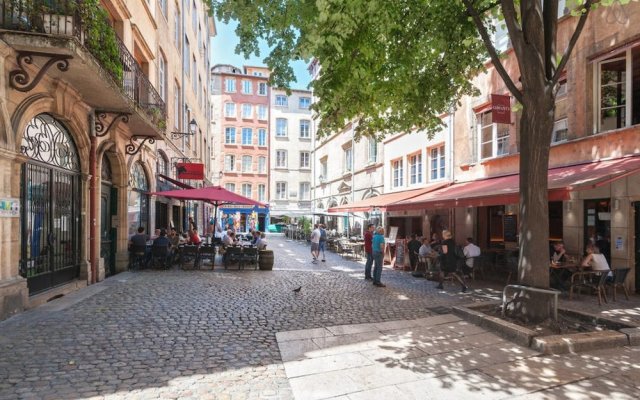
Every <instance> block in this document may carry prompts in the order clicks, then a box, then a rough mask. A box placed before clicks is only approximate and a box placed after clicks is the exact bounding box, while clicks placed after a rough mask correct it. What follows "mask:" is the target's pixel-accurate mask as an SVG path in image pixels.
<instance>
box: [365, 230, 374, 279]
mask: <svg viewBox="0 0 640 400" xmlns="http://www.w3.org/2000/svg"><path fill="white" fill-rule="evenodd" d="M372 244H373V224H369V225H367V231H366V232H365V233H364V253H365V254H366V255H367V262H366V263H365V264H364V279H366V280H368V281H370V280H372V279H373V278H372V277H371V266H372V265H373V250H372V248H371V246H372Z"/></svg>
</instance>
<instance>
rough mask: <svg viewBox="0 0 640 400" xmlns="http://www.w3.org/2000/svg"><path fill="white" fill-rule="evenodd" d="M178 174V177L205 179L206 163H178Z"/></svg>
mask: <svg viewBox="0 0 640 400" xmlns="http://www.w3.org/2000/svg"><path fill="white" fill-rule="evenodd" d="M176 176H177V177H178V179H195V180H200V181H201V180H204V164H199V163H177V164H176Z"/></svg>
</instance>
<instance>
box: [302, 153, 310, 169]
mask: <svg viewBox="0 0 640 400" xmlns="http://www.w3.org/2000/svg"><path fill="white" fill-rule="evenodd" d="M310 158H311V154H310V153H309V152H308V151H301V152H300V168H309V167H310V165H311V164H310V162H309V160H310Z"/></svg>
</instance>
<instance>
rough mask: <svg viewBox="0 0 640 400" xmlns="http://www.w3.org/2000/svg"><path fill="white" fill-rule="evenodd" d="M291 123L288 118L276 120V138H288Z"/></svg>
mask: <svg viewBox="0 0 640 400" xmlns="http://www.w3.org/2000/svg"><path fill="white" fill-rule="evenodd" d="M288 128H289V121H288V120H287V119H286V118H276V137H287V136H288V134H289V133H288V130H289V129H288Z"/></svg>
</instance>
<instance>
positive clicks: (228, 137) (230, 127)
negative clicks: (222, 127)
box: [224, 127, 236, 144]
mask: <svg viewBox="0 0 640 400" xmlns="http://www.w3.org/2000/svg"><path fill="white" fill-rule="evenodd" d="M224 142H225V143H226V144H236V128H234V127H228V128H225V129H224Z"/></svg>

++++++++++++++++++++

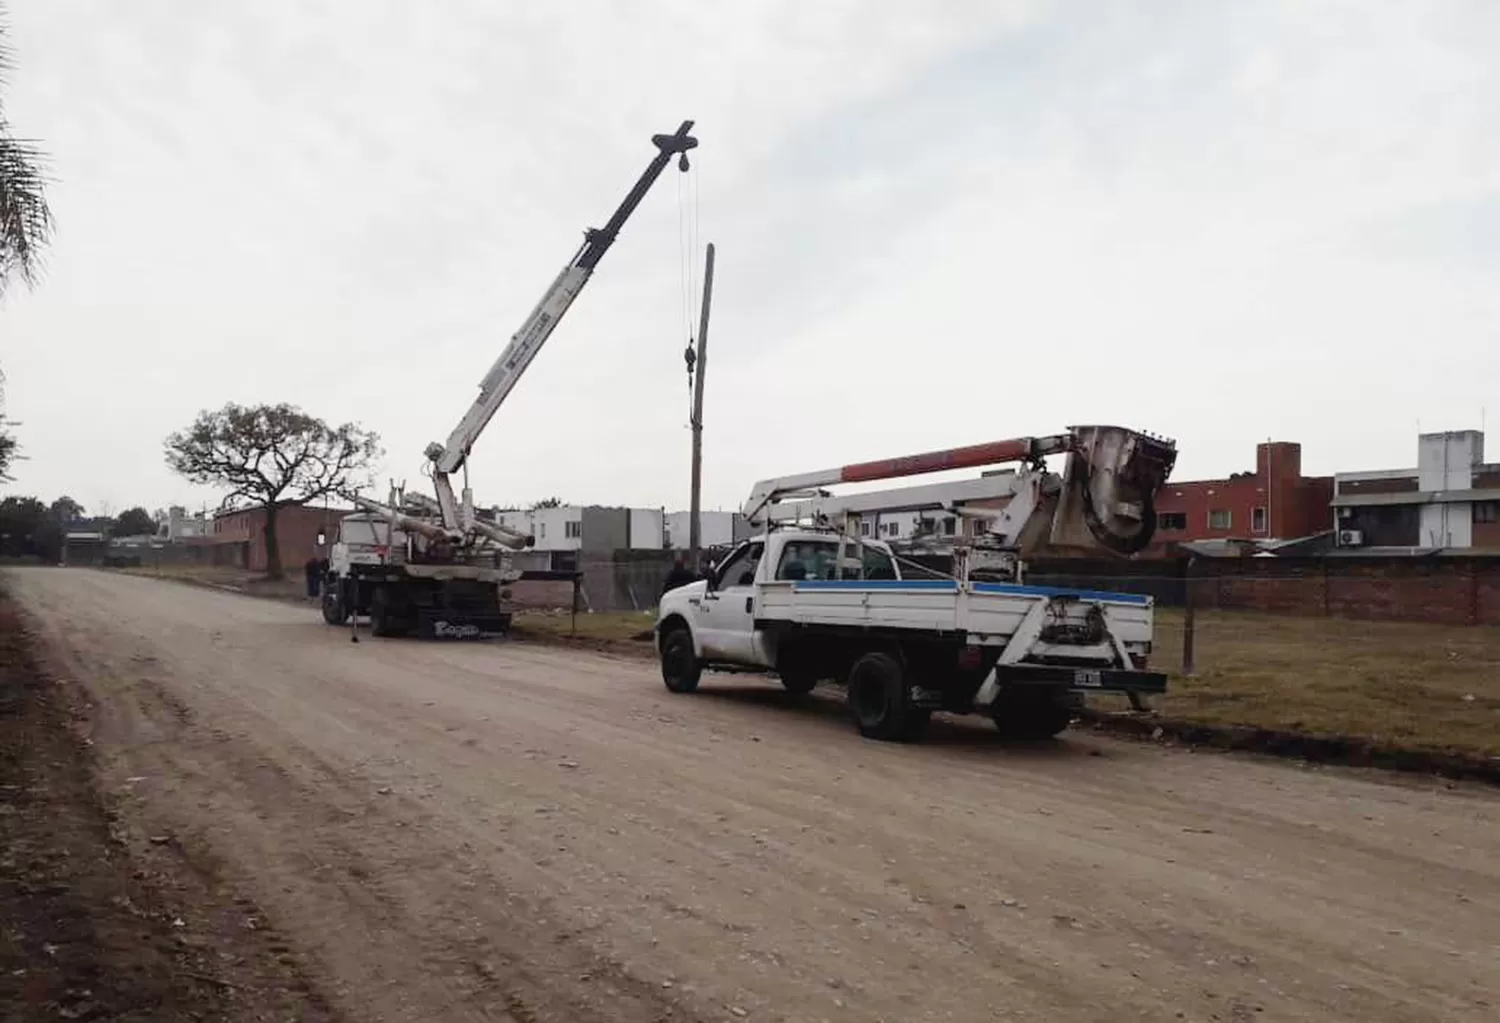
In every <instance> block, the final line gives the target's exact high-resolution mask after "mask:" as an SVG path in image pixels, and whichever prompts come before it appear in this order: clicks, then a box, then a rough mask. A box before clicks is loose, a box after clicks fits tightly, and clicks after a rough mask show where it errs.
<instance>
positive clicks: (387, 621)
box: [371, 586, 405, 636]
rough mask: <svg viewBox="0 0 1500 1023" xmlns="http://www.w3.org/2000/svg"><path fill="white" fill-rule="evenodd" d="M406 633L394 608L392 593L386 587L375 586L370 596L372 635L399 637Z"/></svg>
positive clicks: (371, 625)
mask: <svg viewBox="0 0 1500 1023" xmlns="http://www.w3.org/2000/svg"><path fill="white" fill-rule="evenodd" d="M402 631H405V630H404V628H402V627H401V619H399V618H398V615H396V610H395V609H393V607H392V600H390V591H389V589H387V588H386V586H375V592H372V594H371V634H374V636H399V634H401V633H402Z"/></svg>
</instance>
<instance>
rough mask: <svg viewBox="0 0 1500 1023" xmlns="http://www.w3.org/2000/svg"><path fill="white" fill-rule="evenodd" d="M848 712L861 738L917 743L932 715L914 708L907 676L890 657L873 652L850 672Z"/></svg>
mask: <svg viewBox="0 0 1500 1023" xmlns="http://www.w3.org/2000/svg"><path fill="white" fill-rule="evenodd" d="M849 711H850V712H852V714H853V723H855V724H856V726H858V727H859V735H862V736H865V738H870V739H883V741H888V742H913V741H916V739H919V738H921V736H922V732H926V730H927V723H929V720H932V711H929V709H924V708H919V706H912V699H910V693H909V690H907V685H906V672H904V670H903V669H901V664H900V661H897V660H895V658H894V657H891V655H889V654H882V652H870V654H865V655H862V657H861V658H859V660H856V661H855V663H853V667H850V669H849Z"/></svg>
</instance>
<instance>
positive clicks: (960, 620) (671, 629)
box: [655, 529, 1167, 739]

++++++++++++++++++++

▶ [The problem] Return, unchanged, the lines of the records between the line holding "633L394 608L392 593L386" and the line holding "box: [655, 529, 1167, 739]", inclusive.

▶ [Output for this exercise]
rough mask: <svg viewBox="0 0 1500 1023" xmlns="http://www.w3.org/2000/svg"><path fill="white" fill-rule="evenodd" d="M406 633L394 608L392 593L386 587L375 586L370 596L372 635L399 637Z"/></svg>
positive clicks: (371, 625)
mask: <svg viewBox="0 0 1500 1023" xmlns="http://www.w3.org/2000/svg"><path fill="white" fill-rule="evenodd" d="M402 631H405V630H404V628H402V627H401V619H399V618H398V615H396V610H395V609H393V607H392V600H390V591H389V589H387V588H386V586H375V592H372V594H371V634H374V636H399V634H401V633H402Z"/></svg>
</instance>
<instance>
rough mask: <svg viewBox="0 0 1500 1023" xmlns="http://www.w3.org/2000/svg"><path fill="white" fill-rule="evenodd" d="M848 712L861 738L917 743L932 715L914 708L907 676L890 657L873 652L850 672Z"/></svg>
mask: <svg viewBox="0 0 1500 1023" xmlns="http://www.w3.org/2000/svg"><path fill="white" fill-rule="evenodd" d="M849 711H850V712H852V714H853V723H855V724H856V726H858V727H859V735H862V736H865V738H870V739H883V741H888V742H913V741H916V739H919V738H921V736H922V732H926V730H927V723H929V720H932V711H929V709H924V708H919V706H912V699H910V693H909V690H907V685H906V672H904V670H903V669H901V664H900V661H897V660H895V658H894V657H891V655H889V654H882V652H870V654H865V655H862V657H861V658H859V660H856V661H855V663H853V667H850V669H849Z"/></svg>
</instance>
<instance>
positive clicks: (960, 620) (671, 629)
box: [655, 529, 1167, 739]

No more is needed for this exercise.